**OBJECTIVE**
In the review of A Small Colonial War below, copy the passage starting with "Private Prigal drove" and going on through "the wrong reasons.".

**TEXT**
=======

When Brandon said we were going to start doing occasional book reviews I was excited. I am a voracious reader (no pun intended). I didn’t know what to recommend first. Then he said it could be fiction or non-fiction, as long as it was military related and I was in real trouble. I didn’t know where to start.

The classics? Heinlein’s Starship Troopers or Haldeman’s Forever War? They’re both brilliant, but no.  I had to go with Robert Frezza’s  A Small Colonial War, though I will hopefully cover others in the future. Scalzi, Steakley, Buettner, Pournelle, Drake and others all deserve discussion, but, in my opinion Frezza is in a sub-genre all his own.

A Small Colonial War is a well crafted and politically complex novel that begins a trilogy involving the 1/35TH Imperial Rifles (comprised mostly of ethnic Finns and Russians), in a post-nuclear milieu where the governments of the world (and planetary colonies) are under the economic and military thumb of an entrenched Japanese superpower. It’s one of the best military sci-fi novels I’ve ever read, and not just because of the storytelling. The author is obviously an excellent historian who is both tactically and strategically savvy. He has a grasp of irony and military inanity and Quixotic professionalism that is almost as good as his ability to convey it. Plus he has a great sense of humor. Experienced NCOs in particular will identify with some of his characters.

Private Prigal drove an armored car in the Hangman’s light attack company. In the two seven-year enlistments of his checkered military career, Prigal had been promoted ten times...and had been reduced in rank nine times. Mostly this was for doing things no one with half a brain would do, but occasionally it was for thing that no one with half a brain would conceive of doing…While [his] platoon leader, Lieutenant Muravyov, considered him to be his personal cross to bear through life…most people suspected—with some degree of truth—that Henke kept Prigal around for the sheer joy of seeing what would happen with him next. It was also true that in combat on at least two occasions, Prigal had done exactly the right thing for absolutely the wrong reasons.

=======

**DATA ENTRIES**
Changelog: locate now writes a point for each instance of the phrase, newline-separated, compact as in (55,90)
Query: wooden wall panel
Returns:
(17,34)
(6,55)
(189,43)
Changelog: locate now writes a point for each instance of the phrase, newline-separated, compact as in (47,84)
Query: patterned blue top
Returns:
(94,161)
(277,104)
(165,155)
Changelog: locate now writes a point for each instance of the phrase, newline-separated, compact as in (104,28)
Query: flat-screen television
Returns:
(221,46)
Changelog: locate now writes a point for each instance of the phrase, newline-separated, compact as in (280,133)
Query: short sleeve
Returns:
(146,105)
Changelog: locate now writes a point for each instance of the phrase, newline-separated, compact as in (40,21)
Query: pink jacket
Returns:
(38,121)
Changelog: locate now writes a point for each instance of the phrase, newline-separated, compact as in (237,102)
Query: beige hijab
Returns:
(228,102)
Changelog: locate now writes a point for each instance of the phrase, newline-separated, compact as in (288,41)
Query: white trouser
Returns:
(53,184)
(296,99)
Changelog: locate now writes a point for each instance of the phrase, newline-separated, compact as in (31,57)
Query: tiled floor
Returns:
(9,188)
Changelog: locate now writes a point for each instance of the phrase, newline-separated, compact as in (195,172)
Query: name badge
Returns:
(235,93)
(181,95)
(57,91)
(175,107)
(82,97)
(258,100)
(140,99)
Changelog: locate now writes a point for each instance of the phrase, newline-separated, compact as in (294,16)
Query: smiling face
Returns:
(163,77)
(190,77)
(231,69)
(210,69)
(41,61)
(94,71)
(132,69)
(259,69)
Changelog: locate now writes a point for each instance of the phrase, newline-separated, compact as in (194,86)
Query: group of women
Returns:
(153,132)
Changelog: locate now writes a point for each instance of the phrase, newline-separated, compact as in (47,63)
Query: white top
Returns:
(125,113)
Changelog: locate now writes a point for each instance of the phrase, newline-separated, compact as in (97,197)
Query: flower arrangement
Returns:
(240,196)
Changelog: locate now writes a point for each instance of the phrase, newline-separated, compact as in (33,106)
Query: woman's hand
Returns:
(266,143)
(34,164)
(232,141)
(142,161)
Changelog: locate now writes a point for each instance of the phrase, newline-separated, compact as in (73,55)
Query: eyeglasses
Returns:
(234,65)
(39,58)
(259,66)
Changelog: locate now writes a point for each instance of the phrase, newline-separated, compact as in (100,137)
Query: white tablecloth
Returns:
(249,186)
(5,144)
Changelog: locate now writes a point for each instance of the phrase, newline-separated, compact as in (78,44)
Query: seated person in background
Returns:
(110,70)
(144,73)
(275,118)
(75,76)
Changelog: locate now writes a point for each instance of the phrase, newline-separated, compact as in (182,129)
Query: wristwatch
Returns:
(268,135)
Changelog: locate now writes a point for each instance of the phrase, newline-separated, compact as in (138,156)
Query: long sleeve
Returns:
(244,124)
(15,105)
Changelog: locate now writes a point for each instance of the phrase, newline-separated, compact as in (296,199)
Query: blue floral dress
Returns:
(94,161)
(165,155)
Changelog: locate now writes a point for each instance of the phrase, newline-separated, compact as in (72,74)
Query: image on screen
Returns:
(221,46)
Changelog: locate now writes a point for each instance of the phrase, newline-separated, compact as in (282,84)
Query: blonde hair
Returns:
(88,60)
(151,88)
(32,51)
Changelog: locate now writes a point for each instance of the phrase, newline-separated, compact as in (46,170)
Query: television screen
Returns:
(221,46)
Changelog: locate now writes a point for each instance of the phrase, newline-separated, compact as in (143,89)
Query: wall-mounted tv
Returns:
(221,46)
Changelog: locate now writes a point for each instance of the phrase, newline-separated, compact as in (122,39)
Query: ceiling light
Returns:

=======

**FULL RESPONSE**
Private Prigal drove an armored car in the Hangman’s light attack company. In the two seven-year enlistments of his checkered military career, Prigal had been promoted ten times...and had been reduced in rank nine times. Mostly this was for doing things no one with half a brain would do, but occasionally it was for thing that no one with half a brain would conceive of doing…While [his] platoon leader, Lieutenant Muravyov, considered him to be his personal cross to bear through life…most people suspected—with some degree of truth—that Henke kept Prigal around for the sheer joy of seeing what would happen with him next. It was also true that in combat on at least two occasions, Prigal had done exactly the right thing for absolutely the wrong reasons.